» **Annotated coordinate records**

____________

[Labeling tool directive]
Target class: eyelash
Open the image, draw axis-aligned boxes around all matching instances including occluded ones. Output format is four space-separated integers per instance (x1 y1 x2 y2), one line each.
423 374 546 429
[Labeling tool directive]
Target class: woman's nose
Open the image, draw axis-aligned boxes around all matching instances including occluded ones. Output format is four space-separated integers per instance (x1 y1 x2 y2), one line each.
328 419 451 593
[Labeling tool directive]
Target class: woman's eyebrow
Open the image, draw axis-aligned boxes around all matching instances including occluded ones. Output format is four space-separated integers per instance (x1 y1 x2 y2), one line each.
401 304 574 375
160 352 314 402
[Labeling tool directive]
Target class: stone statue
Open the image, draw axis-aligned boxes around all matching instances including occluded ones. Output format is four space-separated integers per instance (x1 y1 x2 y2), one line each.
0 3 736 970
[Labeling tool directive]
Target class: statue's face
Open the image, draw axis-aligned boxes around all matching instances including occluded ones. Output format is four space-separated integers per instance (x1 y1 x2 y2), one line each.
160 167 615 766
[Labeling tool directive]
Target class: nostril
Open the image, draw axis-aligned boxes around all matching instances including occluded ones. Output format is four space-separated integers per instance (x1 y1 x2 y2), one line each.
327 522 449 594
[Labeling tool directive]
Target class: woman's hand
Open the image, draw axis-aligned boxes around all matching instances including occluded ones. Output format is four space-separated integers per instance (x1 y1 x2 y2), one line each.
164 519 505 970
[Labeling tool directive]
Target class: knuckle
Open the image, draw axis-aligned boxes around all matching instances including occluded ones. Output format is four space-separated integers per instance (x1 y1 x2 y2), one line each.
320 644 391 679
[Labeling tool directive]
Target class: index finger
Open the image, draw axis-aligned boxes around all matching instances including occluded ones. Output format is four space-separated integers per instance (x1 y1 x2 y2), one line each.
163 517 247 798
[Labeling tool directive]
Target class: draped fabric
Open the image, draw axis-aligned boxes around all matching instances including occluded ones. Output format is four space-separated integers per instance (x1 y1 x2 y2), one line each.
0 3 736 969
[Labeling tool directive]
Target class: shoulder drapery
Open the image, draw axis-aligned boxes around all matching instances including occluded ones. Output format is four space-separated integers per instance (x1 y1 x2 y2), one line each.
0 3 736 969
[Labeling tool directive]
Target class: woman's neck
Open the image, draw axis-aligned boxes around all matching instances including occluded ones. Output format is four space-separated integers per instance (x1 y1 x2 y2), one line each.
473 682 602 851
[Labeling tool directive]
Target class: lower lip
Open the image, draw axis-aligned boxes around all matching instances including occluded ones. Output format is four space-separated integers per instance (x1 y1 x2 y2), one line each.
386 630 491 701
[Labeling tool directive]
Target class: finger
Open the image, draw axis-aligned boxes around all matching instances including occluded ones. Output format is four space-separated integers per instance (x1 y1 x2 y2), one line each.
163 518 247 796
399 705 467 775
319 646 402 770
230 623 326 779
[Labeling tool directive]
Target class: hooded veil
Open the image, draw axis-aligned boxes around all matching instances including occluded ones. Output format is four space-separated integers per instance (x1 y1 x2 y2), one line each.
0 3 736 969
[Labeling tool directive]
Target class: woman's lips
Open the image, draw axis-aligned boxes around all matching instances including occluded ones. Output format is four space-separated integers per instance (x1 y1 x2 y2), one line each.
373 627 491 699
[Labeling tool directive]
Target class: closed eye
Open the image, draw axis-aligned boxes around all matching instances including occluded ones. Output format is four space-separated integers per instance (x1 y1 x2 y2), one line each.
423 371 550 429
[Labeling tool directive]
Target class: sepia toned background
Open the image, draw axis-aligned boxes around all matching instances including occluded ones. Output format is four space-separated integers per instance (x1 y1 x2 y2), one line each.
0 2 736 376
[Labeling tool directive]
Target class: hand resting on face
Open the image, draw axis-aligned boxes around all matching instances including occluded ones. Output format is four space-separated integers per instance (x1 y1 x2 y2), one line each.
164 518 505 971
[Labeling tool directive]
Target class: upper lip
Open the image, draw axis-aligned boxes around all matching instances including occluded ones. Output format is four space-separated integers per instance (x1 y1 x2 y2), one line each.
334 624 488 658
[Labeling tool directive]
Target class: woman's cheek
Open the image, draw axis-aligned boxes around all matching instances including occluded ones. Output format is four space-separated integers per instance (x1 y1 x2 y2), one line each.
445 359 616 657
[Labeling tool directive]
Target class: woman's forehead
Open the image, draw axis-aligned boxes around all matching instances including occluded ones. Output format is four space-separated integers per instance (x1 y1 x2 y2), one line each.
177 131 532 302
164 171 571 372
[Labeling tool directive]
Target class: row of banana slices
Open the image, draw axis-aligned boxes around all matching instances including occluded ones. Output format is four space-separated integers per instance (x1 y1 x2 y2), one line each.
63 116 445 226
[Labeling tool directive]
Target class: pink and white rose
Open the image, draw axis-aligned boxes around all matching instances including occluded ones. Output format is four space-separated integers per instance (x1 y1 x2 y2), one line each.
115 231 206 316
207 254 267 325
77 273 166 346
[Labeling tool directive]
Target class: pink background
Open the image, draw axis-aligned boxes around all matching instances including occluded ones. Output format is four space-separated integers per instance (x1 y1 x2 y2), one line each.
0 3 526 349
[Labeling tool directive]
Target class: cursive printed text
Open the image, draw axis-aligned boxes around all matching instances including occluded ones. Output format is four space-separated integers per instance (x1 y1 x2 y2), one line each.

____________

» **Direction**
Copy all of the data above in full, reproducing every line without any change.

» **Problem solution**
[Labeling tool directive]
Target class: eyelash
Open the image, draw axis-aligned boxes around all matching instances including occluded ones. Output format is four space-separated integers per instance (x1 y1 x2 y2), one line each.
423 374 546 429
[Labeling tool directive]
Target class: woman's nose
Open the image, draw axis-aligned boxes around all matching instances including occluded ones. Output format is four space-separated integers per instance (x1 y1 x2 y2), one line each.
328 419 451 593
[Labeling tool directive]
Target class: woman's eyebrow
Open the image, draw axis-aligned boxes around all matching instances including occluded ones. Output format is four space-separated integers per instance (x1 y1 x2 y2), one line each.
401 304 574 375
160 352 314 402
[Labeling tool directive]
Target class: stone statue
Open the image, draw axis-aligned boxes around all matching instances including occluded ones. Output format is four space-separated integers per instance (x1 y1 x2 y2), one line each.
0 3 736 970
[Labeling tool directive]
Target class: statue's face
Open the image, draw axis-aligned boxes around all matching instances including occluded ones. Output format is four space-separated integers per instance (x1 y1 x2 y2), one line each.
160 167 615 766
[Labeling tool directive]
Target class: nostril
Open the image, draw axis-aligned boxes around all matching instances including occluded ones. Output format is four space-separated integers per instance (x1 y1 x2 y2), one line each.
327 522 449 594
[Labeling tool directive]
Target class: woman's hand
Open the image, draw axis-aligned boxes around all matching instances including occluded ones. Output format is four space-separated integers per instance (x1 y1 x2 y2), one line each.
164 519 505 970
[Labeling tool directive]
Target class: knuckle
Open the image, draw axis-aligned boxes around all matching instances including occluded ones. Output format is four space-separated integers per instance (x1 y1 x2 y2), one line each.
320 644 391 679
[Labeling tool directive]
Target class: index finger
Open the image, draw axis-aligned boxes around all matching instances including occluded ones. Output format is four space-separated integers per instance (x1 y1 x2 y2), one line each.
163 517 247 798
[Labeling tool directive]
Target class: draped fabric
Open the image, draw axis-aligned boxes around all matching instances including occluded ones. Output format is four space-separated integers per instance (x1 y1 x2 y2), one line each.
0 3 736 969
[Labeling tool directive]
Target class: shoulder drapery
Open the image, draw axis-aligned boxes around all matching instances including occluded ones. Output format is four space-separated integers per instance (x1 y1 x2 y2), one line each.
0 3 736 969
[Labeling tool directive]
Target class: woman's neck
Open the image, draw axis-aligned boxes around all matching instances including occluded ones. Output format is four space-separated integers per instance (x1 y1 x2 y2), one line each.
473 682 602 851
[Labeling tool directive]
Target class: lower lip
Open the image, draw axis-aligned boxes around all matching instances including occluded ones. Output format is four space-separated integers per instance (x1 y1 x2 y2), one line each.
386 630 491 701
[Labeling tool directive]
Target class: finger
Open the image, draw axis-aligned boxes around all matching instances including occluded ones. Output format is four space-separated integers per instance (x1 y1 x2 y2), one line each.
163 518 247 796
399 705 467 775
319 646 402 770
230 623 326 779
[Labeling tool directive]
Target class: hooded veil
Open the image, draw axis-aligned boxes around all matching instances including occluded ones. Output format is four space-separated integers per instance (x1 y1 x2 y2), one line each.
0 3 736 969
[Labeling tool directive]
Target class: woman's lips
Open the image, draw axis-aligned boxes around all matching instances including occluded ones. Output format is four space-separated integers per instance (x1 y1 x2 y2), one line each.
373 627 491 699
[Labeling tool directive]
Target class: closed eye
Open the image, draw axis-aligned boxes around all matching instances including occluded ones. Output format is four space-separated integers per instance (x1 y1 x2 y2), one line each.
423 371 550 429
[Labeling tool directive]
Target class: sepia toned background
Open the image, draw axis-aligned boxes around all matching instances including occluded ones. Output format is four space-separated integers per instance (x1 y1 x2 y2), one line each.
0 2 736 376
[Labeling tool directive]
Target class: hand resting on face
Open the image, draw axis-aligned boxes around all matching instances including occluded ones. Output format is four space-separated integers per instance (x1 y1 x2 y2), one line each.
164 518 505 971
[Labeling tool directive]
Target class: upper lip
Open the image, draw axis-aligned boxes around all matching instances including occluded ones. Output format is four space-separated integers per instance (x1 y1 x2 y2), one line each.
334 624 488 658
[Labeling tool directive]
Target class: woman's cheek
Open the image, draw axis-aligned boxes around all matching instances including occluded ones. Output format is four space-separated integers per instance (x1 y1 x2 y2), one line each.
445 359 616 657
[Labeling tool directive]
Target class: woman's forehead
Open the image, draw axis-aligned boxes around all matching instances including occluded ones. Output format is four space-separated integers per instance (x1 y1 x2 y2), one line each.
177 131 532 302
164 171 571 372
[Labeling tool directive]
Target class: row of banana slices
Open the image, draw axis-aligned boxes around all matching instances including occluded ones. Output format is four space-separated integers per instance (x1 y1 x2 y2), one line each.
63 116 445 226
[Labeling tool directive]
Target class: pink and white rose
Open the image, draw axis-aligned boxes around all matching instances including occluded ones. Output format is four space-separated integers per instance (x1 y1 x2 y2), one line each.
115 231 206 316
207 254 267 325
77 273 166 346
[Labeling tool directive]
Target class: pink background
Open the image, draw axis-aligned boxes around all matching instances including occluded ones. Output format is four space-separated integers per instance (x1 y1 x2 y2), one line each.
0 3 526 349
[Labeling tool directive]
Target class: cursive printed text
Open the image, draw axis-aligned boxes around all matching instances including occluded ones. Output format is four space-separated integers per instance (x1 y1 x2 y2), one line each.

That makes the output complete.